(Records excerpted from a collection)
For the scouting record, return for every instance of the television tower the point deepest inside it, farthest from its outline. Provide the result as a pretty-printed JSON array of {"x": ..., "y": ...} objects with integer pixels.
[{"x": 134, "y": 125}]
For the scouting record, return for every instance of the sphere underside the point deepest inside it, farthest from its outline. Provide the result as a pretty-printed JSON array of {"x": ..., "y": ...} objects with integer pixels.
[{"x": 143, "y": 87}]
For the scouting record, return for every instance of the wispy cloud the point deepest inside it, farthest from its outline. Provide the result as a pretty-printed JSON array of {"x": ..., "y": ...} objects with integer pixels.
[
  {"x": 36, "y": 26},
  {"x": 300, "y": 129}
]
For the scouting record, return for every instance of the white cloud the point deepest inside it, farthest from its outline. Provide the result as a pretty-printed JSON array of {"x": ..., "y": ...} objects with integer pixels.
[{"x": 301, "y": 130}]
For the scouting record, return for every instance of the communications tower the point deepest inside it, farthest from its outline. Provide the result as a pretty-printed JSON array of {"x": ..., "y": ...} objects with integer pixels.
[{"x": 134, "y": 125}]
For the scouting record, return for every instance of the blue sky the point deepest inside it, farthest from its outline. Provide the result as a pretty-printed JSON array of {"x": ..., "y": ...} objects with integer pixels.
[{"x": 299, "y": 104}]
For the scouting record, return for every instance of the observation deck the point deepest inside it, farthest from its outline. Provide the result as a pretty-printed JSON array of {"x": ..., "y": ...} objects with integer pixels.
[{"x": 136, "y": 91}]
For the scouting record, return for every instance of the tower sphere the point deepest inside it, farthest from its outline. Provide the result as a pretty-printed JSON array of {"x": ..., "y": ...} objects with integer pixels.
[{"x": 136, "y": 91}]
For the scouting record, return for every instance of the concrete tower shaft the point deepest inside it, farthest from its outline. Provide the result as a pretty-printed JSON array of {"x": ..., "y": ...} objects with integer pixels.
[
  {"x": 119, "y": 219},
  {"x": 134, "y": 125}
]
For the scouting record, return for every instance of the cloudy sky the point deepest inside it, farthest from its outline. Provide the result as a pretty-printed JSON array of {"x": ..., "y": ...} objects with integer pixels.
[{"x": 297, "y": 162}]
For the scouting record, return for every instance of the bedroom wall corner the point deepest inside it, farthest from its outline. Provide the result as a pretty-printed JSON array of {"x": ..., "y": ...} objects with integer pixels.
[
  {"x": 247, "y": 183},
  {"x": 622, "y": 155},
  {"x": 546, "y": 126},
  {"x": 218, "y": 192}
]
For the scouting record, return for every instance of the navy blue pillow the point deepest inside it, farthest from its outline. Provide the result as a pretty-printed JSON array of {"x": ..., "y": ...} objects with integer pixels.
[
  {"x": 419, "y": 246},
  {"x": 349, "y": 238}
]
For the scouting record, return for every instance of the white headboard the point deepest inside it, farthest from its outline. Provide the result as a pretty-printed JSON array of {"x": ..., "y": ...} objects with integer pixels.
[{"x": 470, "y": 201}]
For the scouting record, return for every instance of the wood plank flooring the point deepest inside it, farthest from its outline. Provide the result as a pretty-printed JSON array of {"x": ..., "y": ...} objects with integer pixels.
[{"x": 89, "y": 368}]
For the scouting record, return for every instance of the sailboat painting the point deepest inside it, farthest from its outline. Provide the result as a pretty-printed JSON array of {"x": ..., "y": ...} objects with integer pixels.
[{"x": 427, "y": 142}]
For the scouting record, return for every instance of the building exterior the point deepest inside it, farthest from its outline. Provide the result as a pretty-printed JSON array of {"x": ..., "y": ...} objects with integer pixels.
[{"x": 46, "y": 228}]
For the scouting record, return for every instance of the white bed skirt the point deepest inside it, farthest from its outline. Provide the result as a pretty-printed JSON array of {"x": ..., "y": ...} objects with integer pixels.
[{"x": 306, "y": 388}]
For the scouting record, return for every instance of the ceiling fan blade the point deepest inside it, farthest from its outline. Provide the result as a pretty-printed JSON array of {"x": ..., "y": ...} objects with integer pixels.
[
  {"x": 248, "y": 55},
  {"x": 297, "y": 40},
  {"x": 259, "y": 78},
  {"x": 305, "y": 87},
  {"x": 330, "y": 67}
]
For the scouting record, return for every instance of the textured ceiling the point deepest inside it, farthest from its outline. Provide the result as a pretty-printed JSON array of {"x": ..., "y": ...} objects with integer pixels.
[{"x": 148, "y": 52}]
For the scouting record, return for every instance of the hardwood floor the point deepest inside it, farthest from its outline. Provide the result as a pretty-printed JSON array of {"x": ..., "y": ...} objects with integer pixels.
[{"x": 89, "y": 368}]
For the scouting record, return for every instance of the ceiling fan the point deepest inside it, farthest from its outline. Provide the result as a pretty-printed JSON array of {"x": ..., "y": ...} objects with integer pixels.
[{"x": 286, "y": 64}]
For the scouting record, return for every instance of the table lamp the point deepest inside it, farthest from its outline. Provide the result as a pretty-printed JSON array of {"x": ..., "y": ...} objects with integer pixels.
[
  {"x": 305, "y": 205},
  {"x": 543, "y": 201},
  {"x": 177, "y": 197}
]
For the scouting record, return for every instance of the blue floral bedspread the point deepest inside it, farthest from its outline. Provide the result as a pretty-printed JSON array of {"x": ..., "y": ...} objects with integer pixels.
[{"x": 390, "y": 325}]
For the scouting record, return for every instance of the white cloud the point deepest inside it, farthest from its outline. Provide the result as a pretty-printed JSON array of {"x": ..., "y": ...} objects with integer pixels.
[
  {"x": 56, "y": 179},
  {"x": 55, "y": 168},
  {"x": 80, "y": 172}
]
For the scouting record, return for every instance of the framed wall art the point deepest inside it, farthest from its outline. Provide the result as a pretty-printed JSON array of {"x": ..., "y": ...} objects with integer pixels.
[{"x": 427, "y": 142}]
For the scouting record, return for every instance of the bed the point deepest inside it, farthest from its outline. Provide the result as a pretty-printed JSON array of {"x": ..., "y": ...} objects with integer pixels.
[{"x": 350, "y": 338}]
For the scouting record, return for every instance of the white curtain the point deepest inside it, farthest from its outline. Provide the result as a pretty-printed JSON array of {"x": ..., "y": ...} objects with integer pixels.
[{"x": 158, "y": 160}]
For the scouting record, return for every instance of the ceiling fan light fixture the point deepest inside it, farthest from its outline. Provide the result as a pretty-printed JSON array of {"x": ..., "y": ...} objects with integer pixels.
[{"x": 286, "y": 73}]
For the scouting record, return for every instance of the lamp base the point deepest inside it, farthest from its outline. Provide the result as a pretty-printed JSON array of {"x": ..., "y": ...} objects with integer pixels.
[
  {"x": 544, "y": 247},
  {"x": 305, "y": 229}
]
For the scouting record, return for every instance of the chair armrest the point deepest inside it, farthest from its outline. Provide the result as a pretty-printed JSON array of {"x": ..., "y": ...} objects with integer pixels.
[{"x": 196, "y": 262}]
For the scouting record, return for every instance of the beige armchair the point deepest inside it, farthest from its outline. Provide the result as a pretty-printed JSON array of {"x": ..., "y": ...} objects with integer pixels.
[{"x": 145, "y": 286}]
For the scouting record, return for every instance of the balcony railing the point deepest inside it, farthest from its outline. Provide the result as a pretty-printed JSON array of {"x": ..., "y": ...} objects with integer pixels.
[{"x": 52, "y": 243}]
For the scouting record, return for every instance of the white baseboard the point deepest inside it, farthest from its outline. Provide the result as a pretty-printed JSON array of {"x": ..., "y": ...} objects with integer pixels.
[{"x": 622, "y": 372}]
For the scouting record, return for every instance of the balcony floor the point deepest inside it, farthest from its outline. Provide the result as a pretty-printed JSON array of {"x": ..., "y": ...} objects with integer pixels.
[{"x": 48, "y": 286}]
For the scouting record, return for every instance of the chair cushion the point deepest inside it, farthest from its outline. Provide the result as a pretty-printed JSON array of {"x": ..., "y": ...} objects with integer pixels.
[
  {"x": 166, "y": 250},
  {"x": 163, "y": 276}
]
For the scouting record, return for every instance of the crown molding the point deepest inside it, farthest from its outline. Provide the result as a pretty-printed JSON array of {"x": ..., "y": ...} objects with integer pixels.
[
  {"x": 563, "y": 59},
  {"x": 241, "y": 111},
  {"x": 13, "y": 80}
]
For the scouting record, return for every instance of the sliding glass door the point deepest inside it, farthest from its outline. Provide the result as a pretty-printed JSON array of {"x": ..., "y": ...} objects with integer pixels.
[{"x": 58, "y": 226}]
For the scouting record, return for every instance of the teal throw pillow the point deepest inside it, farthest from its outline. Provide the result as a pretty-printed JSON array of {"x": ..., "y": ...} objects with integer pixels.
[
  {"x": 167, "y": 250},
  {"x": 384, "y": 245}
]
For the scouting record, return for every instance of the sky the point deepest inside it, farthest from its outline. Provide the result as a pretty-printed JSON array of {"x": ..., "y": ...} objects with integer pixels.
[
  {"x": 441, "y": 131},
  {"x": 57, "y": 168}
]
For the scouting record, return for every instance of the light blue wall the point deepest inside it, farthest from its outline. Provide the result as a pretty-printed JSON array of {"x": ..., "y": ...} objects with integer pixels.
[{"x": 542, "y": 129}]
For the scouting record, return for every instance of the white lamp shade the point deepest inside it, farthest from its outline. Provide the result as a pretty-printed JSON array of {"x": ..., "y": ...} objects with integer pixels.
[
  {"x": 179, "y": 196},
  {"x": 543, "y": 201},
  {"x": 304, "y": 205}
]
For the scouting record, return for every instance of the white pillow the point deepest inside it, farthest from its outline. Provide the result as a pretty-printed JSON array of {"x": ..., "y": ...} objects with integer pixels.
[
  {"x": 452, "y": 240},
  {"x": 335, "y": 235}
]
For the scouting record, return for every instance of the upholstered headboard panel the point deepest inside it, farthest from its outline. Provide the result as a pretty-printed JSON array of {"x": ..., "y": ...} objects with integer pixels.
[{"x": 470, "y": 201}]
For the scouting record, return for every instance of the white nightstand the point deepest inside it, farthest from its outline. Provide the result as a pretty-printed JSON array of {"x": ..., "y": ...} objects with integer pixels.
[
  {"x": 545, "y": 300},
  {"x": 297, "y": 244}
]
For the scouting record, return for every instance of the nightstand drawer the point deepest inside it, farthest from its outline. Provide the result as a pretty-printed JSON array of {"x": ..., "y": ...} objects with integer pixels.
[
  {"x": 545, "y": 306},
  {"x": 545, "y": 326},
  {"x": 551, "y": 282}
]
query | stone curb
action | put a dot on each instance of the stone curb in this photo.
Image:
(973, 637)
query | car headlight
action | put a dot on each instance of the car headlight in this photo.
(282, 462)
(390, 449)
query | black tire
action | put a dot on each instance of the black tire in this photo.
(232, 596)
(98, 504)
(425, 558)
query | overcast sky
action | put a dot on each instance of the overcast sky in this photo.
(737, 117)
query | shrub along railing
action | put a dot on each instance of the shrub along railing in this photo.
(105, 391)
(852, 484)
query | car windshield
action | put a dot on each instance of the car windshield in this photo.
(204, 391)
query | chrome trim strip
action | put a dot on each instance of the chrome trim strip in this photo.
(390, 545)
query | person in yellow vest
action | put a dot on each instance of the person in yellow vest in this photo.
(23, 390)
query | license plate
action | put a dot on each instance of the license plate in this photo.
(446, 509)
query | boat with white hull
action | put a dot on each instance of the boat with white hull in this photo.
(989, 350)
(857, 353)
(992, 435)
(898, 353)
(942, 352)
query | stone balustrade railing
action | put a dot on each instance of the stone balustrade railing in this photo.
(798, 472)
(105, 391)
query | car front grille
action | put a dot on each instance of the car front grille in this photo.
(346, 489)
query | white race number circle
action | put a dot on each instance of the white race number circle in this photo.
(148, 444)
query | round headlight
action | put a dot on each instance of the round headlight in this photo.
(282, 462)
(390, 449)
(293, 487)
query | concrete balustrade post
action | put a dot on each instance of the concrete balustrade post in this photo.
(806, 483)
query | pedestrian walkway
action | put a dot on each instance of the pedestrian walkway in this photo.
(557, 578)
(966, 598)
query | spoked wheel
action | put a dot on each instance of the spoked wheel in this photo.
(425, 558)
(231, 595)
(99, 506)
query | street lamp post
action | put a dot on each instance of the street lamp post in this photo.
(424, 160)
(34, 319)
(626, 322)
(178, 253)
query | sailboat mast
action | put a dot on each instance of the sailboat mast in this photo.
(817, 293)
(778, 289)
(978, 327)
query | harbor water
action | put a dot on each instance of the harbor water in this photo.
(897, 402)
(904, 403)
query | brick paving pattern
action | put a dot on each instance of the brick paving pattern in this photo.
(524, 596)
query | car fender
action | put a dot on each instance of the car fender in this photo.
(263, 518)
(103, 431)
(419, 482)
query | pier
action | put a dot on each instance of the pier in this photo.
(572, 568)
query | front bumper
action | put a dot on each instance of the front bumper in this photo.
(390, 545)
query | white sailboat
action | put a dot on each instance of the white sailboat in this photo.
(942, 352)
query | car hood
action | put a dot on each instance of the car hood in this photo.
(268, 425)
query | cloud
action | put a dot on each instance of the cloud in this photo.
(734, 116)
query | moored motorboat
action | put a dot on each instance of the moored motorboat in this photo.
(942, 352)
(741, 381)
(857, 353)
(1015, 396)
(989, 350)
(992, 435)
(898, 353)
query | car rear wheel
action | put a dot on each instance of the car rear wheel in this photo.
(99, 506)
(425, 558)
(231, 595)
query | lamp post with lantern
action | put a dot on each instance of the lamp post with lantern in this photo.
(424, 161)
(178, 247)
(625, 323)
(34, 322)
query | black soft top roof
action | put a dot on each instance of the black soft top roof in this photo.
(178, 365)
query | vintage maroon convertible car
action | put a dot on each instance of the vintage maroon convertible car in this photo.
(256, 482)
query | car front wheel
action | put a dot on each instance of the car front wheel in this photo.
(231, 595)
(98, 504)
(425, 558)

What you should do: Would you retype exactly the lines above, from the line with "query | harbor water" to the line with "query | car fender", with both end lines kept and nothing more?

Answer space:
query | harbor water
action | put a dot on each instance of the harbor water in this photo.
(897, 402)
(904, 403)
query | brick paving pattern
action | put a dot on each instance of the brick paving pattern in this photo.
(524, 596)
query | car fender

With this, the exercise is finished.